→ **TEXTO FORNECIDO**:

* * * * * * * * *

Bruno Steinbach “Os Beduínos”. Acrílica/duratex, 121,5 x 136,5 cm, 1998, Mossoró, Rio Grande do Norte, Brasil. Coleção: Isaura Amélia Rosado. Catálogo 70.

 
Amante
Hoje o céu azulejou o dia, logo cedo, com um azul tropical. A poesia vem sagrada, cravada nas pupilas de meus olhos. Novembro se propaga por meu campo de visão. Experimento a nostalgia de todas as coisas vividas, da jornada de cada dia, dura e linda como um diamante. Agarro esse instante para pensar um verso sobre liberdade e escrever num papel que está no  pensamento. O amor, o ar, as ideias, os modos de ver... ah, esse meu delírio de existir. Esse meu modo de amar literariamente, existencialmente, loucamente, de imitar Neruda e hacer una canción desesperada... esse meu modo retrógado de pensar que ser amante é a forma mais revolucionária de amar. Imediata, urgente, despida. Não é. A poesia continua subjacente, além de mim, apesar de mim. Um amor com vida oculta, cheio de meandros, de ar, de palavras... e tudo  se dá da mesma maneira, o que encontro me encontra e ponto. As palavras perdem a carga semântica para caberem no poema, para caberem na vida. O caderno aberto, o lápis apontado e o signo exposto, feito roupa no varal. Palavra seguida por palavra e um cabo forte torcendo o rumo de tudo. A vida vai ganhando estranhos ritos. Não há necessidade de lisonjas, a pressa lambe as horas ante o futuro silencioso, amanhã não sei se existiremos. Se ao menos as horas tivessem garras para frear o tempo. Não têm. Apenas concordam com o que sinto. Concordam com o que não deveriam concordar, porque para as horas tudo é como é, e assim que é. Eu agradeço com um sorriso e recebo outro que me deixa mais alta, próxima de qualquer paraíso e um olhar refletindo a certeza de que o céu é longe como a ideia de nunca se chegar a um porto. O silêncio que me embala é o medo de naufragar. Não sei se a vida é um bem-me-quer ou um mal-me-quer. Ou mesmo se é uma tentativa de acontecer na vida do outro como um milagre. Um milagre nunca é esquecido. É um pedaço de tempo guardado no infinito. E eu pensando tudo e escrevendo na parede do cérebro. De repente, alguém sacode essa hora dupla como se sacode um lençol e, mesclado, o pó da dupla realidade cai sobre o chão. Mãos desiludidas acenam um adeus. Os dias ficarão mais longos, as noites também. Olho para direita e para esquerda e sinto o corpo caminhando pelas ruas reais. Em minha frente, o horizonte fechando os olhos. Amanhã será um novo dia.
Lucilene Machado

sexta-feira, 31 de outubro de 2014





A arte de perder



            Queria lhe dizer que li o poema da Elizabeth Bishop “A arte de perder” e que perder não é nenhum mistério. As coisas mais significativas contêm em si esse risco determinante. Perde-se pessoas, perde-se objetos, perde-se lugares, perde-se a chave para muitas coisas, mas isso não muda nada, a vida segue impassível.

* * * * * * * * *

→ **INSTRUÇÃO A**: Transcreva do texto fornecido o trecho entre "Lucilene Machado" e "vida segue impassível.", inclusive.
→ **INSTRUÇÃO B**: Segundo o texto fornecido, com que tipo de azul o céu azulejou o dia logo cedo?

* * * * * * * * *

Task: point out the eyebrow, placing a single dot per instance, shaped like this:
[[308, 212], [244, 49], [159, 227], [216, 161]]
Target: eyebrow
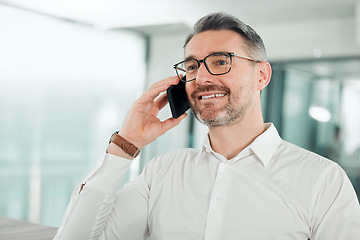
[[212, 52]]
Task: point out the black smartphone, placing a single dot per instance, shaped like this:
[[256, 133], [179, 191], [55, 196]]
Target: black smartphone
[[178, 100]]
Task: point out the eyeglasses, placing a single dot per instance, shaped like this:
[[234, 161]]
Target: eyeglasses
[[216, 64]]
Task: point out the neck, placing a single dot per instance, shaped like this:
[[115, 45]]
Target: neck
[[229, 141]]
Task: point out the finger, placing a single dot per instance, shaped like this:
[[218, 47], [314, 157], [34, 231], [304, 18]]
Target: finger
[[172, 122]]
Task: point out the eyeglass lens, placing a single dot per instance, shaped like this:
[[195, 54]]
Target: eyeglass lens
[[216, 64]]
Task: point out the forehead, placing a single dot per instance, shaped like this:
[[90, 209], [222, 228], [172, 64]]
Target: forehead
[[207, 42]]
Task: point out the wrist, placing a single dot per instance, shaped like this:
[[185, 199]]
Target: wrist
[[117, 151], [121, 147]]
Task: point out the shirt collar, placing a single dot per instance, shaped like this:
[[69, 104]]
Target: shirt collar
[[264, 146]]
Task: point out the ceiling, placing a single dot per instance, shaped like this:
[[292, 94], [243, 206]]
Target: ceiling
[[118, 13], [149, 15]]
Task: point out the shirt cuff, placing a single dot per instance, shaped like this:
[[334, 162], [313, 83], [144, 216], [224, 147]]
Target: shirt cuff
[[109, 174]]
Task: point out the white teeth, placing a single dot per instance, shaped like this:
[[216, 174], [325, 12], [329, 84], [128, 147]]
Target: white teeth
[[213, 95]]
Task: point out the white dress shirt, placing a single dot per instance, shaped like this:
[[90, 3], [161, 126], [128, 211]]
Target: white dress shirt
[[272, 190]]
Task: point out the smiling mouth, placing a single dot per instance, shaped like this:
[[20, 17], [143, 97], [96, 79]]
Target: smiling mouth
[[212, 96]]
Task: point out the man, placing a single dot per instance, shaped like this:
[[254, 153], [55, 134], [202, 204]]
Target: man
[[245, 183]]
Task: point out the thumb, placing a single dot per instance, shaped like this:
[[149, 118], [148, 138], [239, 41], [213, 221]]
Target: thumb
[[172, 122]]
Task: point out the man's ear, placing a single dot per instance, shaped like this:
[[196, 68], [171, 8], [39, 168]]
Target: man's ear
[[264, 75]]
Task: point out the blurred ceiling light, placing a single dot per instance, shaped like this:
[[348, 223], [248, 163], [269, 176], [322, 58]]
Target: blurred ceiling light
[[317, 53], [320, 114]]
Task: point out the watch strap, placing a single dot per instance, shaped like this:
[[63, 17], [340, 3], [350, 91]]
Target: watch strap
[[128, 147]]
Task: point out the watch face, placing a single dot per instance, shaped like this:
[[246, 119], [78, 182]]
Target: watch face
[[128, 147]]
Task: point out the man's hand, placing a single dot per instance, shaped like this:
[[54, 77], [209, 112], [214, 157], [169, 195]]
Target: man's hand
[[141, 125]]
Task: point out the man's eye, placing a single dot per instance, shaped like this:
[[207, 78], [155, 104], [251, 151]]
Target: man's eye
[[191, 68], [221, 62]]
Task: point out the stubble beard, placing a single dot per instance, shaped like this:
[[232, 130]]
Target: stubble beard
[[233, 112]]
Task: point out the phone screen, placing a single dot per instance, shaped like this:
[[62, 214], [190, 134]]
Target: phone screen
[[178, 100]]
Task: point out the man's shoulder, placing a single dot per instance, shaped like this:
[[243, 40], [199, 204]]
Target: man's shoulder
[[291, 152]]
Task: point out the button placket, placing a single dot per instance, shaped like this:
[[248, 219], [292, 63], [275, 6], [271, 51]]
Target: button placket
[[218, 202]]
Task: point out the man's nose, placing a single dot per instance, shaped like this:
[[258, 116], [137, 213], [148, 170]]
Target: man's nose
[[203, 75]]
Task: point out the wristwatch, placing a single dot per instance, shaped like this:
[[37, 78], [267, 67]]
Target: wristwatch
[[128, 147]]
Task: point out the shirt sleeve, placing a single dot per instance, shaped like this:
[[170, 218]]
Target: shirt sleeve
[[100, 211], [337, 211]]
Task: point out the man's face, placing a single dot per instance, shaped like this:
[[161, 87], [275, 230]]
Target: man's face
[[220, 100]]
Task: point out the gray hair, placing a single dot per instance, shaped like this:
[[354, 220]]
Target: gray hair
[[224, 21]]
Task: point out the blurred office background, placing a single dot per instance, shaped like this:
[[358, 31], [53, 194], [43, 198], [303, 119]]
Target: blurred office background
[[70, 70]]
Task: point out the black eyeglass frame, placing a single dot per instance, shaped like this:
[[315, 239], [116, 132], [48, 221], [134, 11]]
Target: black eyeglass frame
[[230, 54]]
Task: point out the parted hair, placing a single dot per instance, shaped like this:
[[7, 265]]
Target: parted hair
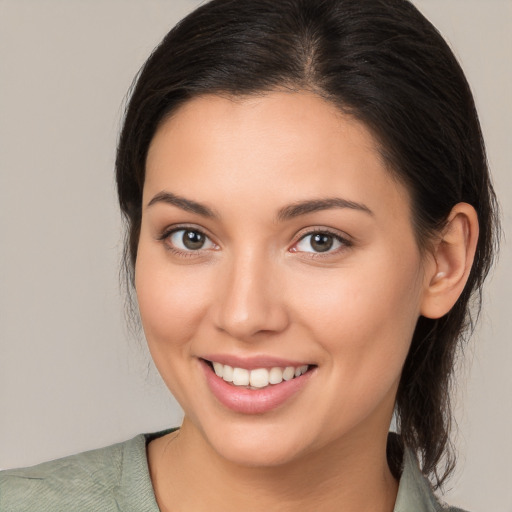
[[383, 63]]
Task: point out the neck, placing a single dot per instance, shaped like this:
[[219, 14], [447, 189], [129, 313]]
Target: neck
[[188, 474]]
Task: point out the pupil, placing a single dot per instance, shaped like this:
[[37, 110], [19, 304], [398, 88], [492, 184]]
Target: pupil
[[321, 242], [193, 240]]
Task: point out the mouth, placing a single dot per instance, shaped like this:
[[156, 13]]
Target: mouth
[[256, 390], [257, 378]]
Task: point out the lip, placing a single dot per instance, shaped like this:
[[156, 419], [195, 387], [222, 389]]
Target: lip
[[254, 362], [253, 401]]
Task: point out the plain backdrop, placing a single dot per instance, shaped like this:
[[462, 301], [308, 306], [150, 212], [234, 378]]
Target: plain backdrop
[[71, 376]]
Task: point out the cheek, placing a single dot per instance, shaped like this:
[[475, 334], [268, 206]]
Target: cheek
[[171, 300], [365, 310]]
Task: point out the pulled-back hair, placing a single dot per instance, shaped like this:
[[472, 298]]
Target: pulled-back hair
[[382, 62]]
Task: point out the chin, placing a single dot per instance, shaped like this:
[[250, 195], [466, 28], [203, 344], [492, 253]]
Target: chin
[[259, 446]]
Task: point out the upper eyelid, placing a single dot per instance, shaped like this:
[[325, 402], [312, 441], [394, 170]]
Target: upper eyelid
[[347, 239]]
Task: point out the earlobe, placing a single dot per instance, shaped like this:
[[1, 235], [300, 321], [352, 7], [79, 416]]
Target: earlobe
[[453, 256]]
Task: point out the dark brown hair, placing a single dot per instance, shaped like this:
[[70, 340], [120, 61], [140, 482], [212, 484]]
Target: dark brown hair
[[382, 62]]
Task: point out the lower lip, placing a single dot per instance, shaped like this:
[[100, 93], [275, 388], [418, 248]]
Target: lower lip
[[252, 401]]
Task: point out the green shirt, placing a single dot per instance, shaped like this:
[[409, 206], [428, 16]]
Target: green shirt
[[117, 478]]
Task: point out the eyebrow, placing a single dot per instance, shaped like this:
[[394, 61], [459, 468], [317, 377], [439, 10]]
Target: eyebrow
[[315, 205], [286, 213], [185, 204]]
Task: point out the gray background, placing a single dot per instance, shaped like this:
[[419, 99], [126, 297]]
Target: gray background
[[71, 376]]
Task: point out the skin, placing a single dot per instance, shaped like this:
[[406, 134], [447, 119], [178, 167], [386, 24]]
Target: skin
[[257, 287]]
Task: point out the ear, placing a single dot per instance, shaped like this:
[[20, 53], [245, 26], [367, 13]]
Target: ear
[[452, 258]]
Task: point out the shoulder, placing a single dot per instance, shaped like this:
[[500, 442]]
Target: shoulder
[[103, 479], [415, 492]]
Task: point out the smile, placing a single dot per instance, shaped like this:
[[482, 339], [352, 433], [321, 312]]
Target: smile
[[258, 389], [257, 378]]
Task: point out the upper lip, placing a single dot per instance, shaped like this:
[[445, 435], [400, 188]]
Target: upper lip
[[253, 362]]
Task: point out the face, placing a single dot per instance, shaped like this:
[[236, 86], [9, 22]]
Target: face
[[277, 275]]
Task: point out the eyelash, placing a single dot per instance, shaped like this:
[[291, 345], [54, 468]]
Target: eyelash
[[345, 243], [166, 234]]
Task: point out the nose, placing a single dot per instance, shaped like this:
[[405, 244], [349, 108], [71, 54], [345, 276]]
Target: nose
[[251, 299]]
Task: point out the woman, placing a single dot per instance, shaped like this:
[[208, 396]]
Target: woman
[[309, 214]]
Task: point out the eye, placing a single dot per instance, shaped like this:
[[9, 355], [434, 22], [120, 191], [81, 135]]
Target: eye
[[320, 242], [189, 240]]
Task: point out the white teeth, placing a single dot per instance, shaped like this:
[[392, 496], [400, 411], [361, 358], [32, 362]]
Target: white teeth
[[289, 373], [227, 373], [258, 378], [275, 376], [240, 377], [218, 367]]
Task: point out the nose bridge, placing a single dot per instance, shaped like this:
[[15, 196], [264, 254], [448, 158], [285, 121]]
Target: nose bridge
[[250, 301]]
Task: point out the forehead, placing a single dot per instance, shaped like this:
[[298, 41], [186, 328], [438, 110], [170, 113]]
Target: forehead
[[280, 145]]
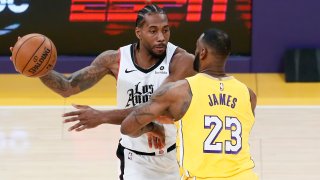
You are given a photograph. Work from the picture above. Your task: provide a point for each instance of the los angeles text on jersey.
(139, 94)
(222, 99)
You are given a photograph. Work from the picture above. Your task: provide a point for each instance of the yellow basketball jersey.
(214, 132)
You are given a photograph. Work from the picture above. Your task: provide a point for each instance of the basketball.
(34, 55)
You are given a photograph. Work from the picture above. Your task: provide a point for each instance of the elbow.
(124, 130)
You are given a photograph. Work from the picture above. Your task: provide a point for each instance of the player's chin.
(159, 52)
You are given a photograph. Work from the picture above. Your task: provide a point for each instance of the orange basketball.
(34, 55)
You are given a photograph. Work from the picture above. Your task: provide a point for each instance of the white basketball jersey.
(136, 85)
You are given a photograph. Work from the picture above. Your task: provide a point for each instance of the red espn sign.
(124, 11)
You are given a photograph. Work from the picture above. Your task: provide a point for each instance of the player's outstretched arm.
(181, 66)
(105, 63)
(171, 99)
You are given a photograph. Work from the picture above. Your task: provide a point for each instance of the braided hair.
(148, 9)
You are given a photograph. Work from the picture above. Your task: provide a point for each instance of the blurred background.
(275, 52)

* * * * * * * * *

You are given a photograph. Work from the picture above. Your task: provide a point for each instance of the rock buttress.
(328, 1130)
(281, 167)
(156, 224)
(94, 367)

* * * * * * * * *

→ **RESPOSTA CORRETA A**:
Lucilene Machado

sexta-feira, 31 de outubro de 2014





A arte de perder



            Queria lhe dizer que li o poema da Elizabeth Bishop “A arte de perder” e que perder não é nenhum mistério. As coisas mais significativas contêm em si esse risco determinante. Perde-se pessoas, perde-se objetos, perde-se lugares, perde-se a chave para muitas coisas, mas isso não muda nada, a vida segue impassível.

→ **RESPOSTA CORRETA B**: Com um azul tropical.